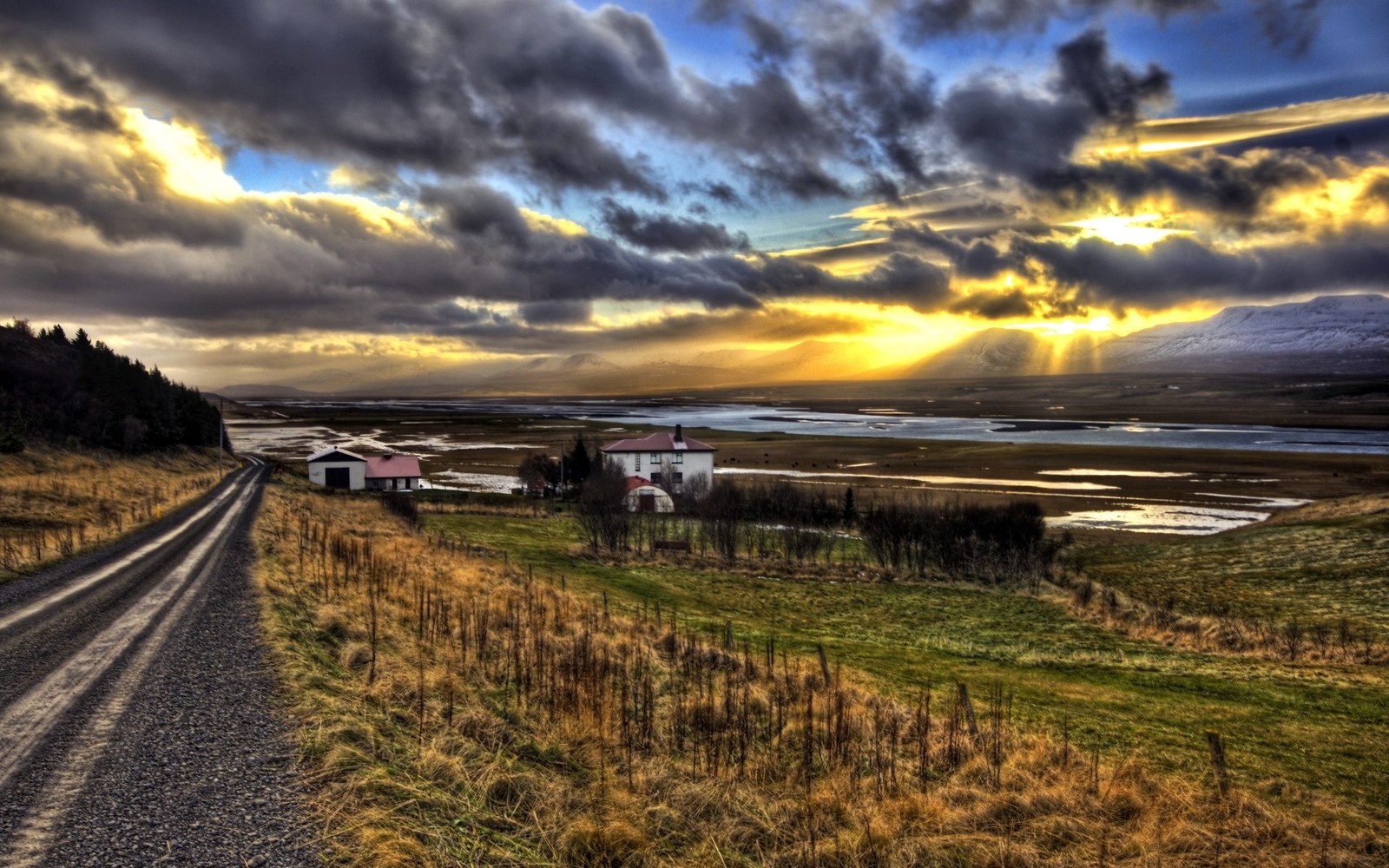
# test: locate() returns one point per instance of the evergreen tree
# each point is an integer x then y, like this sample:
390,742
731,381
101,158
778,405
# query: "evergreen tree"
580,467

☆ ☆ ☆ ☆ ☆

• **To be done**: Output each line of the items above without any changes, leaving out the pictures.

• **Final result**:
# test: locate() returns one point per instance of the evergreen tree
# each point is an integer x then y, like this sample:
390,742
731,381
101,158
778,405
# query: "evergreen tree"
580,467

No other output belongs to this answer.